▶ Given request
Edit the listing below by replacing "comma separated" with "separated by commas" wherever it occurs, and leave everything else unchanged.

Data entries
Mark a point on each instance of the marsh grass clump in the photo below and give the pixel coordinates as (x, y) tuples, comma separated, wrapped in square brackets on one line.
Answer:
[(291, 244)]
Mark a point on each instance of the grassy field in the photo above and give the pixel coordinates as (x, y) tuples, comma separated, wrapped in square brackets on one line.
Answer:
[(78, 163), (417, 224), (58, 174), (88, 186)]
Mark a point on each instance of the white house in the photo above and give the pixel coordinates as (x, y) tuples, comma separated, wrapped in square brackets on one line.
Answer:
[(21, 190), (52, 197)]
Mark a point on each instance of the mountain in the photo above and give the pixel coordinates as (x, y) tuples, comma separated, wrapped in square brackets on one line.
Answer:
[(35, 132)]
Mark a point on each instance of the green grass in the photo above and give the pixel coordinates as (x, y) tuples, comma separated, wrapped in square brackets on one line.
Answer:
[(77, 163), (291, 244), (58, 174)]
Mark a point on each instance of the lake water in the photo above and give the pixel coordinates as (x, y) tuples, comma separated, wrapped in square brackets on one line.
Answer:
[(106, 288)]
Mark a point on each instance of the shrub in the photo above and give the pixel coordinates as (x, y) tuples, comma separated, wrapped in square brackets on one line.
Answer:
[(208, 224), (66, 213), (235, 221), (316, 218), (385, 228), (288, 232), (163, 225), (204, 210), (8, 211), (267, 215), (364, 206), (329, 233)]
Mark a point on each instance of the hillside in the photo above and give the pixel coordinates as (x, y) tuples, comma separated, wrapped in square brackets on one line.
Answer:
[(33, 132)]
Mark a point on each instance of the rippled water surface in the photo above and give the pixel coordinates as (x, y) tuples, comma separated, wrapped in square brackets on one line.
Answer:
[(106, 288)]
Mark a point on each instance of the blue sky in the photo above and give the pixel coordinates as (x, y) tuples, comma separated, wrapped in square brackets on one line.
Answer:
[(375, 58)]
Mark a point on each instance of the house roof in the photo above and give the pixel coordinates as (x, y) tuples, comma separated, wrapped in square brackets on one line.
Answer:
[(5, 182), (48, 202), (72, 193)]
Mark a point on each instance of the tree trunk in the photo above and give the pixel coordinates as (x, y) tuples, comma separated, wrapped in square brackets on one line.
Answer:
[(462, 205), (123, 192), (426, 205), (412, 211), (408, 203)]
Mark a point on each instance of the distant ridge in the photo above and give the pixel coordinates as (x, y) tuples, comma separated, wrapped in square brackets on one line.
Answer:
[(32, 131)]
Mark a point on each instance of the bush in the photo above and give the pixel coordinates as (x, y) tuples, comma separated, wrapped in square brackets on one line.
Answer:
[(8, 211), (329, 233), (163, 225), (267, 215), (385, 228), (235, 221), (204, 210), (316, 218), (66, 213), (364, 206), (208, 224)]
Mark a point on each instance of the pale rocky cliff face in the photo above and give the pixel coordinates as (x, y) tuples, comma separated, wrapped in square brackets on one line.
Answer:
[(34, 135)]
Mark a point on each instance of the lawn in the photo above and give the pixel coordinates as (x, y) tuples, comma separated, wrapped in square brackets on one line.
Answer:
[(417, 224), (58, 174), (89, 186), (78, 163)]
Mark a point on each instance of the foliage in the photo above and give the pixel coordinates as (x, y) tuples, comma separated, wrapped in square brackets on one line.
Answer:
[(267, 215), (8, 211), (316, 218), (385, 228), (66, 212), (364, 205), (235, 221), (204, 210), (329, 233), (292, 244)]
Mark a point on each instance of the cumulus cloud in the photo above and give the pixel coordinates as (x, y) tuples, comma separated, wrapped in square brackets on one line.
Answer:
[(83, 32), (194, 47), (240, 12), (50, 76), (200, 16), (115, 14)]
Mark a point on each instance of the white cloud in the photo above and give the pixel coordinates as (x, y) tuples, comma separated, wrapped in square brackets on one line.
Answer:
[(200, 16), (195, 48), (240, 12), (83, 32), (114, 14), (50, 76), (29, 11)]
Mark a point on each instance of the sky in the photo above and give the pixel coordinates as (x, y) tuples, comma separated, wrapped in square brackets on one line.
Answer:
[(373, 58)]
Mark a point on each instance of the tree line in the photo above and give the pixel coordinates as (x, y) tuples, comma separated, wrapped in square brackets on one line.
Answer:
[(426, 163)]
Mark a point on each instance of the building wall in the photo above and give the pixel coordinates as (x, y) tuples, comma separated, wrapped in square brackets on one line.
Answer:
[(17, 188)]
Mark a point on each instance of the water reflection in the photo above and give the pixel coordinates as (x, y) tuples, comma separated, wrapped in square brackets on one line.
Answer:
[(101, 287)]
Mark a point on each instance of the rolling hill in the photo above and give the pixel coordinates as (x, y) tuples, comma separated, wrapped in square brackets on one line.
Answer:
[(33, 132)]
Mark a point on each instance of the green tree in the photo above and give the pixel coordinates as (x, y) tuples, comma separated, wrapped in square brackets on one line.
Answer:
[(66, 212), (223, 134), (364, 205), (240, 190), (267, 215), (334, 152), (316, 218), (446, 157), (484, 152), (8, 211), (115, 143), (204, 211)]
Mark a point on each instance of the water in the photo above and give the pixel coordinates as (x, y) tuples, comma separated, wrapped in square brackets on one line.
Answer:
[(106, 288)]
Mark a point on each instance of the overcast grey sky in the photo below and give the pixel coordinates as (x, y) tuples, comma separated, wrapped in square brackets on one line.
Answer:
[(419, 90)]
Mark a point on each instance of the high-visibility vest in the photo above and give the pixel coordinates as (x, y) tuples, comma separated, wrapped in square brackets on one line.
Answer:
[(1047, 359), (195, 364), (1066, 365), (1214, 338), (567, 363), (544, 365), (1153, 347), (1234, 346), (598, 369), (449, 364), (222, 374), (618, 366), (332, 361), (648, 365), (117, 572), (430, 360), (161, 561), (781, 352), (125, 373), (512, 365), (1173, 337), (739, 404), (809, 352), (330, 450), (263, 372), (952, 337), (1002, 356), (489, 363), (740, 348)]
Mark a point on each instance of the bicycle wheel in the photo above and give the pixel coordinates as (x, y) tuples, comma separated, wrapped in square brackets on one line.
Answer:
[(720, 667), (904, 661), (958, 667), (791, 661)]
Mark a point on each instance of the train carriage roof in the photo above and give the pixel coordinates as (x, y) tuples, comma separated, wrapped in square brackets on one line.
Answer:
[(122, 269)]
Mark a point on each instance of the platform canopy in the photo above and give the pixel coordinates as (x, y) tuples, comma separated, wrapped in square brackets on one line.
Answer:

▶ Task response
Mark a point on each instance of the marsh grass clump in the photo below and give the pixel coordinates as (x, y) tuples, separated by commas, wrapped in square brackets on one line.
Answer:
[(291, 244)]
Mark a point on each instance of the grassy field in the photo above and give the pixel coordinates as (x, y) tuples, separated by commas, wrapped in square brackets on one line.
Answer:
[(78, 163), (417, 224), (58, 174), (88, 186)]
Mark a point on each instance of the white house in the photo above and give the pixel coordinates as (x, y) tuples, separated by commas, wrapped in square brackets on one line.
Answer:
[(21, 190), (52, 197)]
Mark a point on each instance of the mountain in the photo above and give the pixel coordinates as (x, y) tuples, separated by commas, wrapped in square brackets on one line.
Answer:
[(35, 132)]
Mark a point on each instance of the green grass in the photo above and give the pixel coordinates as (x, y) tuples, separated by commas, wrapped in square brackets on one line.
Answer:
[(77, 163), (291, 244), (58, 174)]
Mark a point on each instance of the lake water in the photo above and give the pixel coordinates as (x, y) tuples, separated by commas, wrapped in square brackets on one line.
Answer:
[(106, 288)]
Mark a point on each instance of the shrub in the photo above and give the pixel coordinates as (x, y) tuples, separated by commas, wrapped in square brackets on one line.
Answer:
[(208, 224), (66, 213), (235, 221), (316, 218), (385, 228), (288, 232), (163, 225), (204, 210), (8, 211), (267, 215), (364, 206), (329, 233)]
Mark a point on each instance of the hillside in the photo above and give the pixel coordinates as (x, y) tuples, separated by commas, wrapped in square brackets on one line.
Answer:
[(33, 132)]
Mark a point on each instance of the rippled water surface in the photo above and give the pixel coordinates as (x, y) tuples, separated by commas, wrapped in square brackets on one line.
Answer:
[(106, 288)]
Mark a point on each instance of the blue sky in the photo above and give the pixel coordinates as (x, y) tuples, separated by commas, wrapped in square brackets on one line.
Answer:
[(375, 58)]
Mark a point on each instance of the house roof in the photo above and give the pixel coordinates as (x, y) tuples, separated by commas, wrapped in square brackets on one line.
Answer:
[(5, 182), (48, 202), (72, 193)]
Mark a point on each instance of the tree trunk in the photo above and give the pixel coordinates as (x, y) tuples, separated by commas, wrapped in square brackets on one line.
Answer:
[(462, 205), (123, 192), (426, 205), (412, 211), (408, 203)]
Mark a point on each instance of the distant ridge in the photo above and give the pixel coordinates as (x, y) tuples, separated by commas, wrapped in square brackets on one line.
Answer:
[(32, 131)]
Mark a point on each instance of the bush in the photo above and give the pixel coordinates as (x, y) tuples, separated by commas, wrapped in square brackets on one line.
Answer:
[(8, 211), (329, 233), (163, 225), (267, 215), (385, 228), (235, 221), (204, 210), (316, 218), (66, 213), (364, 206), (208, 224)]
Mark a point on each instance of the pale rocky cliff face in the photo above and give the pixel coordinates as (x, y) tuples, separated by commas, wrapped in square brackets on one line.
Answer:
[(34, 135)]
Mark a point on each instance of the lawn in the photo above and give the pixel coordinates as (x, y) tuples, separated by commas, wrapped in square brackets on one line.
Answer:
[(417, 224), (58, 174), (89, 186), (78, 163)]
Mark a point on each instance of the foliage in the photo above and give the pixel coordinates as (x, y) tuples, separated by commas, wrapped in square brackets on one line.
Answer:
[(267, 215), (8, 211), (316, 218), (385, 228), (66, 212), (364, 205), (235, 221), (204, 210), (329, 233), (292, 244)]
Mark a point on each instance of the cumulus cloud in the photo above and give the pixel coordinates as (x, y) tuples, separated by commas, wrapped in square brackets on one line.
Answer:
[(83, 32), (194, 47), (240, 12), (50, 76), (200, 16), (115, 14)]
Mark a point on each instance of the white cloud in the photo above and give the pixel coordinates as (x, y) tuples, separated by commas, wrapped in square brackets on one line.
Answer:
[(200, 16), (195, 48), (240, 12), (83, 32), (114, 14), (50, 76), (29, 11)]
Mark a point on each instance of the sky in the photo above and give the pixel coordinates as (x, y) tuples, separated by commas, wrapped in square brackets on one line.
Answer:
[(373, 58)]
Mark a point on each instance of the tree line in the photo above and give the pixel coordinates as (x, y) tuples, separated by commas, wrapped in square brackets on one line.
Answer:
[(426, 163)]
Mark a point on each instance of the building wall in the photo above and give the pixel coordinates as (x, y) tuples, separated by commas, wrapped in square brackets on one line.
Answer:
[(17, 188)]
Mark a point on each instance of the water reflection in the photo above and give the pixel coordinates as (x, y) tuples, separated by commas, wrapped in square brackets on one line.
Answer:
[(101, 287)]
Mark a point on each instance of the rolling hill in the photo above and give the pixel coordinates as (x, y) tuples, separated by commas, wrapped in square brackets on one line.
Answer:
[(33, 132)]
Mark a point on each instance of the green tree in the photo above and give the pixel coordinates as (x, y) tuples, separated by commas, wrapped in square brackets on one line.
Answer:
[(66, 212), (223, 134), (364, 205), (240, 190), (267, 215), (334, 152), (316, 218), (446, 157), (484, 152), (8, 211), (115, 143), (204, 211)]
Mark a point on each instance of the water in the photo above and give the pixel coordinates as (x, y) tuples, separated by commas, wrapped in square brackets on one line.
Answer:
[(106, 288)]
Mark a point on each instance of the overcast grey sky in the photo below and give the pixel coordinates as (x, y) tuples, separated by commas, wrapped in square brackets on one line.
Answer:
[(419, 90)]
Mark a point on each instance of the high-visibility vest in the photo above and give the pixel coordinates as (x, y) tuples, separated by commas, wrapped in square brackets on one line.
Answer:
[(1047, 359), (195, 364), (1066, 365), (1214, 338), (567, 363), (544, 365), (1153, 347), (1234, 346), (598, 369), (449, 364), (222, 374), (618, 366), (332, 361), (648, 365), (117, 572), (430, 360), (161, 561), (781, 352), (125, 373), (512, 365), (1173, 337), (739, 404), (809, 352), (330, 450), (263, 372), (952, 337), (1002, 356), (489, 363), (740, 348)]
Mark a point on each instance of the bicycle wheel in the photo above and give the pixel coordinates as (x, y) tuples, separated by commas, wrapped in square brackets on one line.
Answer:
[(720, 667), (904, 661), (958, 667), (791, 661)]
Mark a point on each instance of the train carriage roof in the photo above and give the pixel coordinates as (x, y) tuples, separated by commas, wrapped in square brackets on one line.
Answer:
[(122, 269)]
Mark a point on each instance of the platform canopy in the photo above and give the pixel coordinates as (x, y) tuples, separated by commas, wrapped in square brackets on one line.
Answer:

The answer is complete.